For decades, Jackie Chan has displayed his signature fighting style in a wide variety of American and foreign films. Now, he’s back with a suitably different approach in The Foreigner, a revenge thriller from Martin Campbell, the director of Casino Royale. The following review will be spoiler free.
Directed By: Martin Campbell
Written By: David Marconi
Starring: Jackie Chan, Pierce Brosnan, and Ray Fearon
Quan (Chan) is a respecitable business man whose past has left him with only one love left in his life, his daughter. Unfortunately, Quan’s daughter is killed in politically-motivated terrorist attack, forcing him to do everything in his power to uncover the identities of the bombers. His quest causes him to cross paths with a shady British government official (Brosnan) that holds the clues to discovering the the truth, generating even more misdirection and crime.

PROVIDED RECORDS:
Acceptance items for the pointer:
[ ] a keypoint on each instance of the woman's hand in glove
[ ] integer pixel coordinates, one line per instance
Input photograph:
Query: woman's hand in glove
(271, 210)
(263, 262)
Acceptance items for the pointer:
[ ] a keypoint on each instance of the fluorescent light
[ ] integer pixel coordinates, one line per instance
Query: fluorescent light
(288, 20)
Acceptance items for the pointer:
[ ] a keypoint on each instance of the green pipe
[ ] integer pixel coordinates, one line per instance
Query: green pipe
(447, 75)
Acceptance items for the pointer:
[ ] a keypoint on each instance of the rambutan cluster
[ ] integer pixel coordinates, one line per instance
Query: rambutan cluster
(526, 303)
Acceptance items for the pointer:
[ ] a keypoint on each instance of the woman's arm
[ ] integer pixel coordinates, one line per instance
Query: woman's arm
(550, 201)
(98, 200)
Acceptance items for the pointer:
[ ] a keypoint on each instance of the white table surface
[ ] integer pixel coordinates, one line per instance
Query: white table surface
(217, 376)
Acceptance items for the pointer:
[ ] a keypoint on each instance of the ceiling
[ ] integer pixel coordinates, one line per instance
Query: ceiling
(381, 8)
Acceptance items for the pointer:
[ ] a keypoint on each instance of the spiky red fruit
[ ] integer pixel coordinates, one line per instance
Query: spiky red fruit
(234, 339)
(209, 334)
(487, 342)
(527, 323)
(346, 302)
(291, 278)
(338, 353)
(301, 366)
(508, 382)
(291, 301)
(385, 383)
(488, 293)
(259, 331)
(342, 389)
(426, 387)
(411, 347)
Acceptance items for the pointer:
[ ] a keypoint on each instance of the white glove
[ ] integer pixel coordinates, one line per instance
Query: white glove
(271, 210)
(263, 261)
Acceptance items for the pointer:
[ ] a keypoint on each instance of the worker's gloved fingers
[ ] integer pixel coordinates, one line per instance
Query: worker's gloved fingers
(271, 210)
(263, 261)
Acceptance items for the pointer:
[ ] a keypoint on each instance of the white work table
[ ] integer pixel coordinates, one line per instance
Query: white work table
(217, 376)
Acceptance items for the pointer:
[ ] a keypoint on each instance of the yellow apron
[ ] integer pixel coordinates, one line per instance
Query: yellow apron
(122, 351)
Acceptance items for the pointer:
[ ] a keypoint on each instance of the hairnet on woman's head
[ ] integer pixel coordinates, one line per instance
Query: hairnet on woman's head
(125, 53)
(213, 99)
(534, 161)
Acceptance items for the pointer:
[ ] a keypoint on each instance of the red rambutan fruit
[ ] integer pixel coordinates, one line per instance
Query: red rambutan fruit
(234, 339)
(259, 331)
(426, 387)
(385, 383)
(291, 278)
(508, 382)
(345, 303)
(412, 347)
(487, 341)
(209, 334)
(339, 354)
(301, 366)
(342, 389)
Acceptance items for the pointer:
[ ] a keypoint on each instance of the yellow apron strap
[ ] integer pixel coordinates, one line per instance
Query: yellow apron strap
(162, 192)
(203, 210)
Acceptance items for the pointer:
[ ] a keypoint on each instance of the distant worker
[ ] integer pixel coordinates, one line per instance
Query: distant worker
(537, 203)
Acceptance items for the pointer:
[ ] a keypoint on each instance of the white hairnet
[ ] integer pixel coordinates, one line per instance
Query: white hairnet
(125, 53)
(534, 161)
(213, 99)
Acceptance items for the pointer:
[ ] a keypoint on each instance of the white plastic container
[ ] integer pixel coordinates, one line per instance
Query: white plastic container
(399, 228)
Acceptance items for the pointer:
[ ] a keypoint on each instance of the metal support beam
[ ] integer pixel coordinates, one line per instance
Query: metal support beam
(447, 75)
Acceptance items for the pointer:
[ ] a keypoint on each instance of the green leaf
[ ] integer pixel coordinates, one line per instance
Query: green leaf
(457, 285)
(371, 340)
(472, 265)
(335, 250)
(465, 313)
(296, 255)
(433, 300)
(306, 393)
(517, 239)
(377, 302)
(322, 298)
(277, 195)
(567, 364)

EXERCISES TO COMPLETE:
1. Please list every person named in the credit lines (director, writer and cast) of The Foreigner review.
2. Answer these questions from The Foreigner review.
(a) What earlier film did the director of The Foreigner make?
(b) Who wrote The Foreigner?
(c) Who is the one love left in Quan's life?
3. Resume The Foreigner review from its last sentence.

EXPECTED OUTPUTS:
1. Martin Campbell, David Marconi, Jackie Chan, Pierce Brosnan, Ray Fearon

2.
(a) Casino Royale
(b) David Marconi
(c) His daughter

3.
The Foreigner is the latest film from STX Entertainment, a distribution company that hasn’t exactly had the greatest success with their recent films. While the company started off nicely with films Like Bad Moms, The Gift, and The Boy providing quality returns at the box office, the company has hit a bit of a slide, taking serious losses on its higher budget films.
The biggest disaster came from this year’s Valerian and the City of a Thousand Planets, which had a reported budget of $232 million. The film opened to a sub-$20 million opening weekend in the United States, failing to make back it production budget in its theatrical run. Using the standard x2.5 rule for earning a profit on a film, the film lost about $354.8 million. Ouch.
After the film left theaters, a major shake-up occurred at STX with high ranking executives getting fired. Although The Foreigner was mainly produced under the old management team, expect serious changes from the company moving forward as they work to get their footing among the main players in Hollywood. Otherwise, STX Entertainment may fade into oblivion.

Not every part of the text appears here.